### EXERCISE AIM:
Where the records below reach the line containing "Set-play tagging: locate each instance of the broken", start transcribing, and end with the line containing "Set-play tagging: locate each instance of the door", exactly and with nothing else added.

[Stored items]
= Beginning of Section =
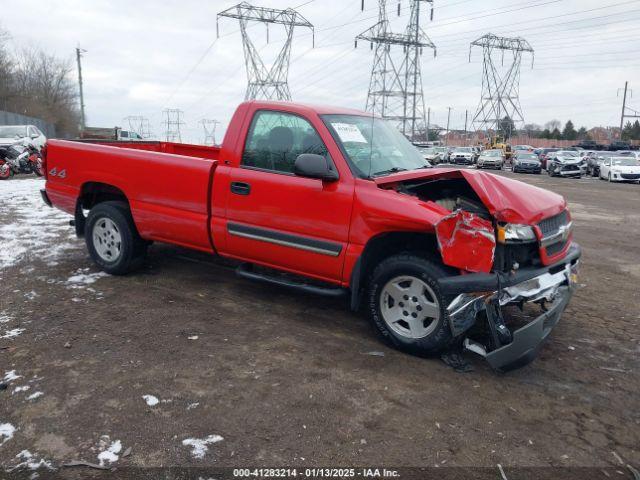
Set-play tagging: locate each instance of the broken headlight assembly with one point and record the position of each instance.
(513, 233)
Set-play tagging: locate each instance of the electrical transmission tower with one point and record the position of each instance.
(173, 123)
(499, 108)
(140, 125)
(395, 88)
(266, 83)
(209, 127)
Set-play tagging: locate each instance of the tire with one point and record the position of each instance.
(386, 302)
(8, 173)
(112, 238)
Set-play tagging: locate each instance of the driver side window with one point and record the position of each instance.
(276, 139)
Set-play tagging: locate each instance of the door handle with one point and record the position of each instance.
= End of Section =
= Beginning of Section =
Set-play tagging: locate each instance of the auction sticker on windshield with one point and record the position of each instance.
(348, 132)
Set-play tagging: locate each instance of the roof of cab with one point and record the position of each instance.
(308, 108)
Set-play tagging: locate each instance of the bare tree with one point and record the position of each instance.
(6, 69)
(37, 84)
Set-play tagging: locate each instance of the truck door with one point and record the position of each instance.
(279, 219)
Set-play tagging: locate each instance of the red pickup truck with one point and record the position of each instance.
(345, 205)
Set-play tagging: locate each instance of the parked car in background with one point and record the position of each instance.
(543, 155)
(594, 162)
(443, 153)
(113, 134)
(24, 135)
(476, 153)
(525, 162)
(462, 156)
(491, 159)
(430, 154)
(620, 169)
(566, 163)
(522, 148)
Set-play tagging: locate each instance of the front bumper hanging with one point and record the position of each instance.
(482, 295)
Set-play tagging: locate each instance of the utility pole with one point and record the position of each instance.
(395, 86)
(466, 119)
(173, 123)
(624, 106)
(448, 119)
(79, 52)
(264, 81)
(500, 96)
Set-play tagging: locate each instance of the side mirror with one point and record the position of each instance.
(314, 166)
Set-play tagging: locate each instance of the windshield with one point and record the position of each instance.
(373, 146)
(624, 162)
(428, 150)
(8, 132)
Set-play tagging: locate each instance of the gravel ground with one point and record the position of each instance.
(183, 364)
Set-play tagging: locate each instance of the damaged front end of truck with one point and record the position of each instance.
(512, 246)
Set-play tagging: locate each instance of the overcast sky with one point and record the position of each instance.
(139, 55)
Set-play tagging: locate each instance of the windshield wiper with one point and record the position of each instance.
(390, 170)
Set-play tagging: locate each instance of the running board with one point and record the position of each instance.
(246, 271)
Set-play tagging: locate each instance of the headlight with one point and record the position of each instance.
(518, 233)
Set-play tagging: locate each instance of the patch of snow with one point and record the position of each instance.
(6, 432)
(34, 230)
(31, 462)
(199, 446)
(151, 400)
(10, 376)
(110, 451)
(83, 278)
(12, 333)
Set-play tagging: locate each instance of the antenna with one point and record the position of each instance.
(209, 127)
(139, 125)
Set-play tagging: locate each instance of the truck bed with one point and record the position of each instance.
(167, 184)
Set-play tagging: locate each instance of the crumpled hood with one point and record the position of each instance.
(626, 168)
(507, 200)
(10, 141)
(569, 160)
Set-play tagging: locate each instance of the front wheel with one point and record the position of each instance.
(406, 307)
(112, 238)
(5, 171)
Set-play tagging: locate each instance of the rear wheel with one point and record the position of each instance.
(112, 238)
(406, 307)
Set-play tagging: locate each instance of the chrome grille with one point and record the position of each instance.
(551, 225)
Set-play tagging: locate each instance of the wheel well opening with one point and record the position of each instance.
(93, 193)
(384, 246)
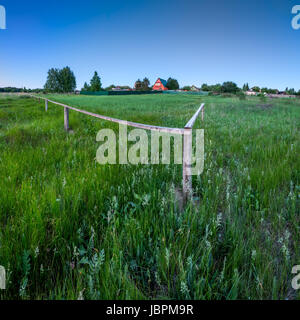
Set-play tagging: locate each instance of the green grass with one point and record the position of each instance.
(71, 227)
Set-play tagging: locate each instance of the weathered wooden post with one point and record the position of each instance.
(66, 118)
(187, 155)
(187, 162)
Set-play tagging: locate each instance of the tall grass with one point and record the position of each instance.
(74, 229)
= End of Section =
### WRITTEN SOLUTION:
Set-play tagging: locate each instance of the broken headlight assembly with one point and record the position of each instance.
(513, 233)
Set-play tagging: locate each instance of the electrical transmission tower with one point and record the position of each instance.
(173, 123)
(499, 108)
(140, 125)
(395, 88)
(266, 83)
(209, 127)
Set-play tagging: locate each instance of the tire with one point and record the position of each instance.
(386, 302)
(8, 173)
(112, 238)
Set-play tagging: locate each instance of the driver side window with one point and record the position of each instance.
(276, 139)
Set-play tagging: locate each instance of the door handle with one point and record the position of each instance.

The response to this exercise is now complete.